RECORDS SHOWN:
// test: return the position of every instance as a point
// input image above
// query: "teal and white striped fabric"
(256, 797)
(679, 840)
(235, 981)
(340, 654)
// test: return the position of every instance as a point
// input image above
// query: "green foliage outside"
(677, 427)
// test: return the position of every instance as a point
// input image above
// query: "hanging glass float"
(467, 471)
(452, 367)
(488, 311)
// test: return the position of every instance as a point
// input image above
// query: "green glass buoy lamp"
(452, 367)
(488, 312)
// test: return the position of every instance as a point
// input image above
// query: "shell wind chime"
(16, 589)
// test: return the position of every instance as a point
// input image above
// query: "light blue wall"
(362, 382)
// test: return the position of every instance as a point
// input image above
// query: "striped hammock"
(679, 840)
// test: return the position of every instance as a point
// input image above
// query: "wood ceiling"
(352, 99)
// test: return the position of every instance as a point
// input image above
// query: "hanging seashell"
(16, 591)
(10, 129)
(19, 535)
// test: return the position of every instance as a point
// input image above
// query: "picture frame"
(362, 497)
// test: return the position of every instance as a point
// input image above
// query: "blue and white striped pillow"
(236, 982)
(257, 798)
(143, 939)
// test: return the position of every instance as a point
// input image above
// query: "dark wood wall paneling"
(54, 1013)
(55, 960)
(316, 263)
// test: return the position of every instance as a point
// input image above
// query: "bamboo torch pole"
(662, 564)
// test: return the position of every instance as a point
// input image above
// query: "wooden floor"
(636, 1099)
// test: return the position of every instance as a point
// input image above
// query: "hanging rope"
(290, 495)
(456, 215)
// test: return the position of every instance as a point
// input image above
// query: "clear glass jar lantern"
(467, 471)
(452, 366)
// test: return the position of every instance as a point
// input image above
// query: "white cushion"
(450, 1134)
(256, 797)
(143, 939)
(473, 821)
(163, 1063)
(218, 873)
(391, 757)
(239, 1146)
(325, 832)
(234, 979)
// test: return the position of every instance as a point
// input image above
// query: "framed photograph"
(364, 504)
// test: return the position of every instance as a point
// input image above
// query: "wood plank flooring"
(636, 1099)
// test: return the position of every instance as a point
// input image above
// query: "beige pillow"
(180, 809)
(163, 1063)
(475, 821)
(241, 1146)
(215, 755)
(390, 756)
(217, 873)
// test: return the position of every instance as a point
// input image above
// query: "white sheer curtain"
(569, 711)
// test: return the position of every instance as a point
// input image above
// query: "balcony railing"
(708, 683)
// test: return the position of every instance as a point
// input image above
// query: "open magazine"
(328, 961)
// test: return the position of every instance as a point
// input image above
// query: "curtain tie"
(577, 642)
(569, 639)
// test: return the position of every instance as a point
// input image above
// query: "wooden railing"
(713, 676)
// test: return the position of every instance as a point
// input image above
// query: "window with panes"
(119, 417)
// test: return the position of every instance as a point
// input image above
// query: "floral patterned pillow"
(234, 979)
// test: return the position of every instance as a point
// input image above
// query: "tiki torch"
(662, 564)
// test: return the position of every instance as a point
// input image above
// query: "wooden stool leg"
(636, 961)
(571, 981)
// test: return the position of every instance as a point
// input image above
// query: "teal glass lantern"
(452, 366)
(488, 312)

THE EXERCISE: Your task is to retype all of the records exactly.

TASK OUTPUT:
// test: return the position of every instance as a point
// input image above
// query: "teal and white striped fabric"
(256, 797)
(679, 840)
(235, 981)
(340, 654)
// test: return the position of every instance as a point
// input image above
// query: "green foliage outside"
(677, 427)
// test: return the position of every instance as a point
// input image above
// query: "hanging glass float"
(467, 471)
(452, 367)
(488, 311)
// test: return the position of every instance as a point
// input image above
// query: "green glass buoy lamp"
(452, 367)
(488, 312)
// test: return the position of every instance as a point
// input image above
// query: "shell wind chime"
(16, 589)
// test: return the position of every instance as a point
// input image above
// query: "light blue wall"
(362, 382)
// test: return the position of every instance as a point
// input image above
// query: "striped hammock"
(679, 840)
// test: return the position of every instance as a point
// input image above
// query: "wood ceiling"
(352, 99)
// test: return the position of every instance as a point
// input image above
// query: "hanging seashell"
(16, 591)
(10, 129)
(19, 535)
// test: return the position of every instance as a point
// input image above
// query: "picture frame"
(362, 497)
// test: return the position of every instance as a point
// input image above
// query: "blue and white striped pillow"
(236, 982)
(257, 798)
(143, 939)
// test: return the position of every instance as a point
// input image above
// query: "dark wood wall paneling"
(54, 1013)
(55, 960)
(316, 263)
// test: return the position of every instance as a point
// input image above
// query: "bamboo torch pole"
(662, 564)
// test: return the position of every instance as a point
// input image above
// query: "wooden floor"
(636, 1099)
// test: return the position of every instance as a point
// input image above
// query: "hanging rope"
(290, 495)
(456, 215)
// test: return the position of every instance as a point
// input image above
// query: "clear glass jar lantern"
(467, 471)
(452, 366)
// test: return the position of every instance as a point
// input image above
// query: "white cushion"
(450, 1134)
(256, 797)
(143, 939)
(473, 821)
(163, 1063)
(218, 873)
(391, 757)
(239, 1146)
(325, 832)
(234, 979)
// test: return the position of every instance as a point
// input image above
// query: "framed photograph"
(364, 504)
// test: return the position of every instance as a point
// input image above
// query: "wood plank flooring"
(636, 1099)
// test: return the position of every instance as a point
// input image above
// query: "beige pillow"
(180, 809)
(163, 1063)
(475, 821)
(241, 1146)
(215, 755)
(390, 756)
(217, 873)
// test: return the position of every instance as a point
// input image above
// query: "white sheer curtain"
(569, 711)
// test: return the position of every instance as a point
// input image above
// query: "balcony railing"
(708, 683)
// test: return the position of every instance as a point
// input image above
// query: "open magazine"
(328, 961)
// test: return the position of every instance as a point
// input image above
// query: "curtain tie"
(577, 642)
(569, 639)
// test: return the position of every instance as a point
// input image above
// query: "wooden railing"
(713, 676)
// test: return the position of every instance as a point
// input image above
// query: "window with panes"
(119, 417)
// test: return the position of every instance as a point
// input image above
// query: "floral patterned pillow"
(234, 979)
// test: return the position of every instance as a point
// input image above
// query: "tiki torch"
(662, 564)
// test: return the position of every instance as a point
// input image above
// query: "wooden stool leg"
(636, 961)
(571, 981)
// test: return the position of every instance as a point
// input image above
// query: "teal glass lantern"
(452, 366)
(488, 312)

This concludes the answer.